In the wake of the May 2, 2011 takedown of public enemy number one, Osama Bin Laden, a doctor was taken into custody in Pakistan. Dr. Shakeel Afridi had been working on behalf of the CIA in Abbottabad when he set up a fake vaccination center with the explicit intent of taking blood samples from children believed to be relatives of Bin Laden. The Pakistani born and trained physician now faces a sentence of 33 years in prison and a hefty fine for his work attempting to triangulate the location of the world's most wanted man and, possibly, for militant links himself. As the Afridi case unfolds we are observing the delicate international relation bonds that allow medical work to continue as they are strained by political and religious pressure.
Within hours of the sentence outrage rocked the already fragile relationship between Washington and Islamabad with some members of Congress calling on Pakistan to release the doctor or face economic sanctions. In the eyes of many Americans, Afridi is a hero - one Congressman even authored legislation that would see the doctor become a naturalized citizen.
But there is another aspect of the CIA's use of a doctor in their quest for international justice that deserves attention. Indeed, while the goal of delivering up the leader of Al Qaida is noble, the means, in this case, have consequences the world round. Turning members of the medical community into possible CIA agents threatens to derail crucial humanitarian work especially, and most devastatingly, in the Muslim world.
In the West we are familiar with anti-vaccine movements that typically originate in the fringes of legitimate scientific communities (the debunked vaccine-autism connection). In the Muslim world, however, there is a far more sinister conspiracy theory that now, with the revelation that Afridi was working for the CIA, has gained a certain amount of credence. The conspiracy theory alleges that the USA is using vaccine programs as a way to sterilize and kill off Muslims. In Muslim regions like Pakistan, Afghanistan, and Nigeria, where Islam dominates the political and religious landscape, any move that lends legitimacy to the rumors are destructive - especially as diseases like polio are making shocking comebacks.

§ Input data

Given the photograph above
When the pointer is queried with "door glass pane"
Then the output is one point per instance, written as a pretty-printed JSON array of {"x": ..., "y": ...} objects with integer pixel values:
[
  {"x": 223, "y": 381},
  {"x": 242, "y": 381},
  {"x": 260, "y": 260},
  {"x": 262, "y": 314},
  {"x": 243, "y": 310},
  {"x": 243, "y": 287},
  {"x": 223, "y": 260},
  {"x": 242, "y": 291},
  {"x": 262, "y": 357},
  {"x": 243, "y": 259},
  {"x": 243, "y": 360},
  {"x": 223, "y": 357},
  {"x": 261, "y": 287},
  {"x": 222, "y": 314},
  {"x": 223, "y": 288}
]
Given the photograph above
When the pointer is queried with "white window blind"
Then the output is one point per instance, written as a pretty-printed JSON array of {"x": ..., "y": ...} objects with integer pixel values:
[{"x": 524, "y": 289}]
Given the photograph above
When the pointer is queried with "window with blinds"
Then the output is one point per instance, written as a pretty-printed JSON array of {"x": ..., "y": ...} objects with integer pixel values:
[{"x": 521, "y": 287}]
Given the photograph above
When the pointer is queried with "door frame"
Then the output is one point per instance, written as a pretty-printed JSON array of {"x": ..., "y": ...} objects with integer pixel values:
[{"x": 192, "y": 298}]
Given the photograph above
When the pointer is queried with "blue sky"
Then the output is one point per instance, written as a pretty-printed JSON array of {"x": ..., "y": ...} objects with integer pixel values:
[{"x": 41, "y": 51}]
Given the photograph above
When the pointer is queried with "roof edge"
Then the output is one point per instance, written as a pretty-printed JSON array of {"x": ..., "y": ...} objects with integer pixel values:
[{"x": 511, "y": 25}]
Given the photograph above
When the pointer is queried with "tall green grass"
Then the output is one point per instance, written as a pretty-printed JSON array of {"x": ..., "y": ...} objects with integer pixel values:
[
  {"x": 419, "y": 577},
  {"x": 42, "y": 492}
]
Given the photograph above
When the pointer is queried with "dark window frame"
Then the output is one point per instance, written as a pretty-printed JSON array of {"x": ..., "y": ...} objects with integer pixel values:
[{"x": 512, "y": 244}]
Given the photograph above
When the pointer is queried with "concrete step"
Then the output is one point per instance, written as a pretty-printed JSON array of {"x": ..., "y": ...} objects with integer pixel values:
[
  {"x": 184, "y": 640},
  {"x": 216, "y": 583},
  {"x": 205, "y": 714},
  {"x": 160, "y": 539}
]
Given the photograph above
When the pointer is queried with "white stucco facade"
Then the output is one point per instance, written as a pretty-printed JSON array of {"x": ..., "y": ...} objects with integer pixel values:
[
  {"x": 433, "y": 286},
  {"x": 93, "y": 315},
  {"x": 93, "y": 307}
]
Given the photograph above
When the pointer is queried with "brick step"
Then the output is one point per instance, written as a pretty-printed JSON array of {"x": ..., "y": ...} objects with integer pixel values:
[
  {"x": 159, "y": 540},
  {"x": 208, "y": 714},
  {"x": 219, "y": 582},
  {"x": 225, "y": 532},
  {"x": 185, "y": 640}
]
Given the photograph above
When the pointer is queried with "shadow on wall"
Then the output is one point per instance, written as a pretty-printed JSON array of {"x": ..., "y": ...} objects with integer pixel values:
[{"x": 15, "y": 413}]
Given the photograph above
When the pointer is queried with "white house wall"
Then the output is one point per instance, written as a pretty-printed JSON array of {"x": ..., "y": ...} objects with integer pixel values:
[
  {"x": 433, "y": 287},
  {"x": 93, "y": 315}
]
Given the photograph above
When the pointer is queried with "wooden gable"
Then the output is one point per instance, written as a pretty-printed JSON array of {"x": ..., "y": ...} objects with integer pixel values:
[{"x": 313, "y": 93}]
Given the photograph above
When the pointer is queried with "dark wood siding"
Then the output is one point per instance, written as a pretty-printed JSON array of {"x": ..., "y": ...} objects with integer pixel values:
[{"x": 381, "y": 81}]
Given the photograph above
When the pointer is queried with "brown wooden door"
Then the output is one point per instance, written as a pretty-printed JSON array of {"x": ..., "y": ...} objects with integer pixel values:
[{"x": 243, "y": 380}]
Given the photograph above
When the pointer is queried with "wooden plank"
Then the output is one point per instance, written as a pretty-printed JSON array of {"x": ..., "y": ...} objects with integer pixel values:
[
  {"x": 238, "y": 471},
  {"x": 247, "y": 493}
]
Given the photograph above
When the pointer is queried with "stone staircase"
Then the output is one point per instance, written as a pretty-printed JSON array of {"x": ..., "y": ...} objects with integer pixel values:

§ Work instruction
Could you reproduce the Afridi article from "Within hours of" up to and including "the Muslim world.", replacing "Islamabad" with "Pakistan"? The data has no connection to the article about Dr. Shakeel Afridi.

§ Answer to this problem
Within hours of the sentence outrage rocked the already fragile relationship between Washington and Pakistan with some members of Congress calling on Pakistan to release the doctor or face economic sanctions. In the eyes of many Americans, Afridi is a hero - one Congressman even authored legislation that would see the doctor become a naturalized citizen.
But there is another aspect of the CIA's use of a doctor in their quest for international justice that deserves attention. Indeed, while the goal of delivering up the leader of Al Qaida is noble, the means, in this case, have consequences the world round. Turning members of the medical community into possible CIA agents threatens to derail crucial humanitarian work especially, and most devastatingly, in the Muslim world.